--- Provided text Enclosed Below ---
Anonymous information-sharing forum for verified professionals

Blind is an app that provides an anonymous forum and community for verified employees to discuss issues. Users on Blind are grouped by topics, company and their broader industry. The app verifies that the registered users actually work in the company through their work email and claims to keep user identities untraceable. However, this claim remains disputable on the basis of Blind being a closed source and with ties to South Korea, a country which enacts controversial defamation laws, which include defamation by factual information under article 307(1).

Blind was founded in 2013 by Sunguk Moon and Kyum Kim. In 2014, it initially launched in South Korea, followed by the U.S. in 2015. The company is based in San Francisco, California.

The app has been in the news in multiple cases, noticeably when its anonymous surveys reveal the frank opinions of employees across industries. However, it is also used for more discussions about everyday topics such as salaries.

According to its app pages on the iOS App Store and Google Play, it has registered employees from over 83,000 companies. According to Forbes, the app is being used worldwide and is influencing corporate decisions by giving executives information about employees' concerns.

Employees from various companies have provided their input on situations at their workplace through the app's surveys and chats, including the Korean Air VP rage 7 sacking incident, Uber sexual harassment claims, Google memo, Amazon employment conditions and problems and 2026 tech layoffs.
--- End of Enclosed Provided text ---
--- Provided data Enclosed Below ---
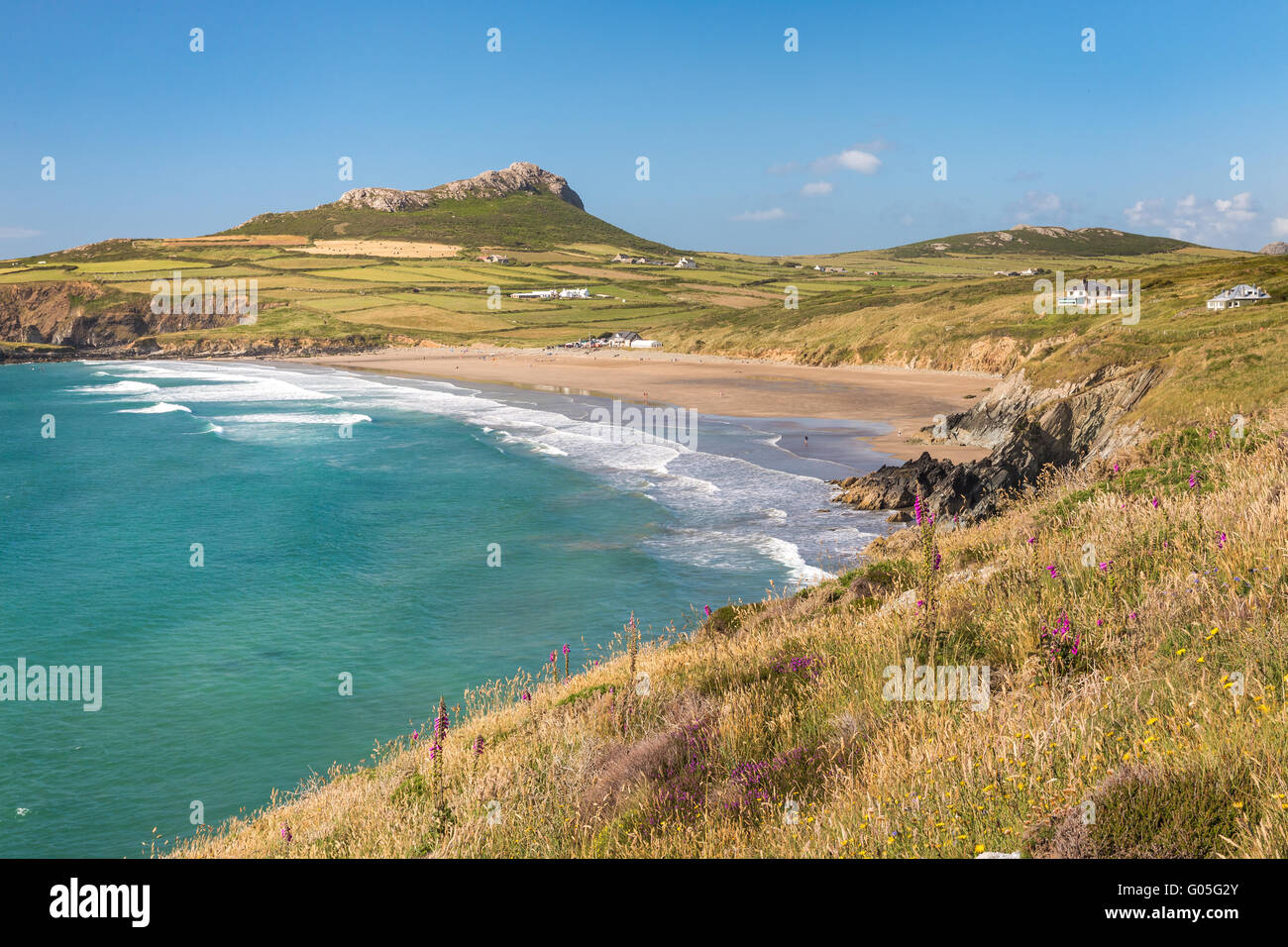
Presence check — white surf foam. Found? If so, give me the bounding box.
[116,401,192,415]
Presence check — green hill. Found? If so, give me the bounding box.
[223,161,675,254]
[886,224,1197,259]
[222,193,677,256]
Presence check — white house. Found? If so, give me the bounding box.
[608,329,641,348]
[1056,279,1127,308]
[1208,282,1270,309]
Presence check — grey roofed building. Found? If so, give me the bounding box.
[1207,282,1270,309]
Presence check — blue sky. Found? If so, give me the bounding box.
[0,0,1288,258]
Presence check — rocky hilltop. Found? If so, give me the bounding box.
[337,161,585,213]
[833,366,1162,519]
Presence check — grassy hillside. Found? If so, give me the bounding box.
[0,236,1288,430]
[170,411,1288,858]
[222,193,677,256]
[886,227,1194,259]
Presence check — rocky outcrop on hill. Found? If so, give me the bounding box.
[0,281,237,349]
[339,161,585,213]
[338,187,434,214]
[834,366,1162,519]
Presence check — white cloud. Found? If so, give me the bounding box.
[1124,191,1262,246]
[802,180,832,197]
[810,149,881,174]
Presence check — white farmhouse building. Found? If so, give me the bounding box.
[1056,279,1127,308]
[1208,282,1270,309]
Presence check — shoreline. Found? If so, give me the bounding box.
[281,346,1001,463]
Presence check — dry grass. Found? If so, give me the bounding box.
[174,415,1288,858]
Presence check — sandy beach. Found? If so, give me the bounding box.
[290,346,997,460]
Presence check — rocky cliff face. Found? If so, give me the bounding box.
[0,281,237,349]
[836,366,1162,519]
[339,161,585,213]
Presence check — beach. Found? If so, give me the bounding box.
[286,346,997,462]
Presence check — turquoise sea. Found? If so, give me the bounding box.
[0,362,888,857]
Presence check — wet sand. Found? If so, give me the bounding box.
[288,346,997,460]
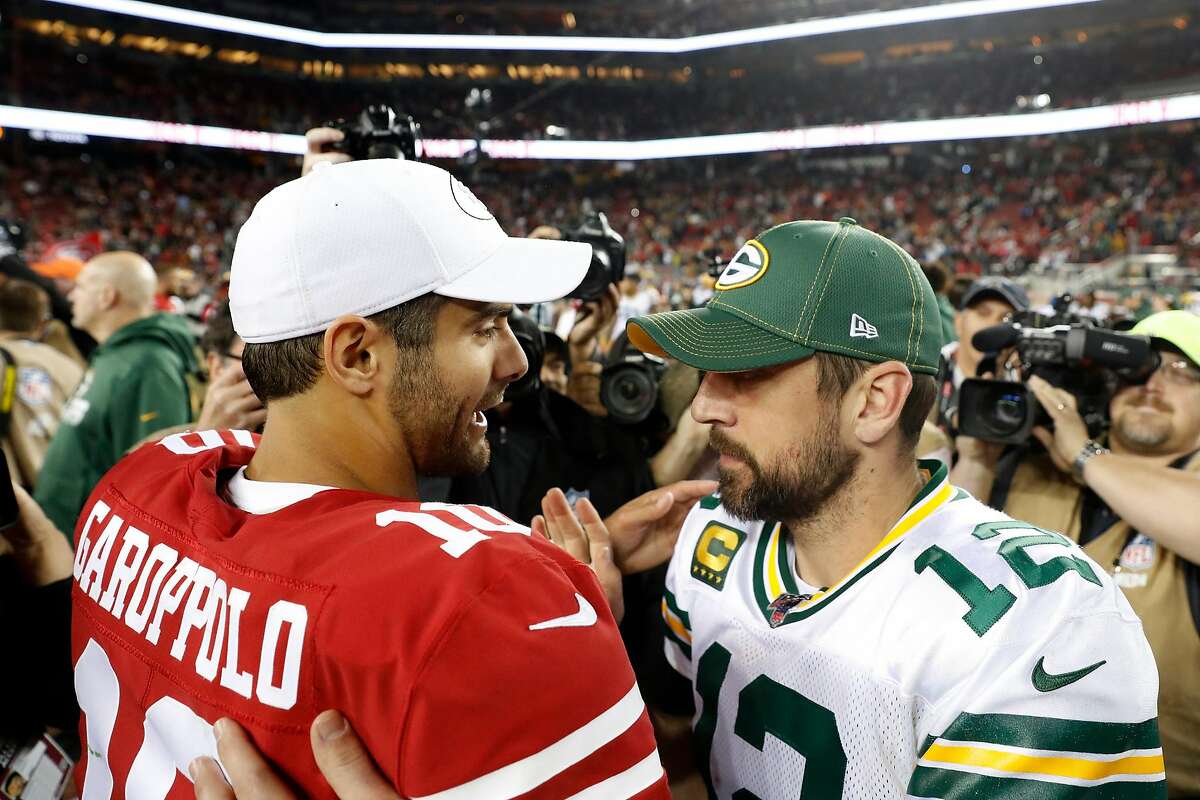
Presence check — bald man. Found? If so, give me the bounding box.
[35,252,197,537]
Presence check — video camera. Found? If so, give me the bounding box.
[326,104,421,161]
[563,211,625,302]
[959,312,1159,444]
[600,333,667,425]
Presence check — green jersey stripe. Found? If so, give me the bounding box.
[779,523,800,595]
[907,766,1166,800]
[925,712,1163,753]
[662,620,691,661]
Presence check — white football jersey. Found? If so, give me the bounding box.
[662,462,1166,800]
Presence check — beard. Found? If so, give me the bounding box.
[1112,390,1175,452]
[709,425,859,523]
[388,357,496,477]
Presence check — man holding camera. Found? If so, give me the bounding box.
[956,311,1200,796]
[937,276,1030,439]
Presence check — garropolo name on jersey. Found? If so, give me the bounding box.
[73,460,308,710]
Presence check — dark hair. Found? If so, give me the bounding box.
[814,353,937,449]
[0,278,50,333]
[200,301,238,355]
[241,294,445,403]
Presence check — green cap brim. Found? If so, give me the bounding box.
[626,307,814,372]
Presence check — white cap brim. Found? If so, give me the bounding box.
[433,237,592,305]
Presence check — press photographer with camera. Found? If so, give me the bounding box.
[937,276,1030,439]
[955,311,1200,796]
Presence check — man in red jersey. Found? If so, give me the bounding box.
[72,160,676,800]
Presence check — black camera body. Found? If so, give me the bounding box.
[563,211,625,301]
[600,333,667,425]
[959,318,1159,444]
[328,104,421,161]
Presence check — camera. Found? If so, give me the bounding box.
[504,308,546,401]
[600,333,667,425]
[328,104,421,161]
[959,313,1159,444]
[563,211,625,301]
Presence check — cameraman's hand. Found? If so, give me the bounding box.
[605,481,716,575]
[530,488,625,622]
[566,359,608,416]
[566,283,620,365]
[300,128,354,176]
[1026,375,1087,475]
[196,363,266,431]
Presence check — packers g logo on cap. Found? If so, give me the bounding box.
[714,239,770,291]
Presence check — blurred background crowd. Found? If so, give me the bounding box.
[0,0,1200,796]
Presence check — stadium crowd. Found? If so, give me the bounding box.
[0,95,1200,798]
[5,26,1200,139]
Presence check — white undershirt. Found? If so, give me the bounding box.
[227,467,337,515]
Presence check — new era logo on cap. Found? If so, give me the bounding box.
[850,314,880,339]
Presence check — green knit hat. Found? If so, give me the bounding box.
[629,217,942,375]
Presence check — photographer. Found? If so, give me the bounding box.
[955,311,1200,796]
[937,277,1030,439]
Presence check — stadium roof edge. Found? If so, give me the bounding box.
[43,0,1103,54]
[0,94,1200,161]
--- End of Enclosed Provided data ---
According to the text about the Blind app, how does the app check that registered users actually work at their company?

■ Task response
It verifies them through their work email.